▶ _What you should do_
Give the data again word for word; drop the pictures.

(Image point grounding data)

★ ★ ★ ★ ★ ★ ★

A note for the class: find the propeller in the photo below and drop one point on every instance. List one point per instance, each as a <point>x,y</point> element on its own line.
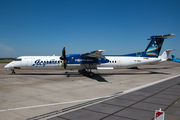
<point>63,57</point>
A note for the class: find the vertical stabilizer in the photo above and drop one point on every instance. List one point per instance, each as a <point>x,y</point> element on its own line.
<point>154,47</point>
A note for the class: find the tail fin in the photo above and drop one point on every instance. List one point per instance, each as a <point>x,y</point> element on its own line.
<point>154,47</point>
<point>173,57</point>
<point>165,55</point>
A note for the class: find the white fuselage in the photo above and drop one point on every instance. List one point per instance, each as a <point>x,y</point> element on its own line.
<point>53,62</point>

★ ★ ★ ★ ★ ★ ★

▶ _Result_
A note for the class: find the propeller in the photo below and drop one point on every instance. List one point per instance, each as a <point>x,y</point> element on its own line.
<point>63,57</point>
A note for the class: find the vertical stabilizer in the photo above and drop one point on every instance. List one point per instance, each as a <point>x,y</point> element on its own line.
<point>154,47</point>
A note for the class: find the tail fin in the photo above and drop one point on every instance. List one point per instance, each as a <point>x,y</point> element on its own line.
<point>154,47</point>
<point>173,57</point>
<point>165,55</point>
A note for the class: find the white fuselage in the photo above and drop one point on every instance. List one point per instance, each as a <point>x,y</point> element on its own line.
<point>53,62</point>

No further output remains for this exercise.